**THE EXERCISE:** Reproduce the rows from the beginning down to the line containing "24 40 L 3 56", inclusive, changing "jacket pocket" to "shirt collar" and keeping everything else the same.

**DATA FOR PROCESSING:**
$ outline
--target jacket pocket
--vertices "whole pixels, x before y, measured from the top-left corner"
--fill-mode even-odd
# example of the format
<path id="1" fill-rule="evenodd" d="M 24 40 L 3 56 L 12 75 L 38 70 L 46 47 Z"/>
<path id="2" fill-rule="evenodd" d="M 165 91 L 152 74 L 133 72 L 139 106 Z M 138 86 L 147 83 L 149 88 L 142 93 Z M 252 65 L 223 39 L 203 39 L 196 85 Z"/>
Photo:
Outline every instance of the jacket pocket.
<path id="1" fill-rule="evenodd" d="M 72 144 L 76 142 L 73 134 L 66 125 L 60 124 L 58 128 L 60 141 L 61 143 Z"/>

**SOLUTION:**
$ outline
--target shirt collar
--vertices "whole pixels, x before y, measured from the top-left corner"
--fill-mode even-odd
# example of the format
<path id="1" fill-rule="evenodd" d="M 24 40 L 3 56 L 12 75 L 38 70 L 46 47 Z"/>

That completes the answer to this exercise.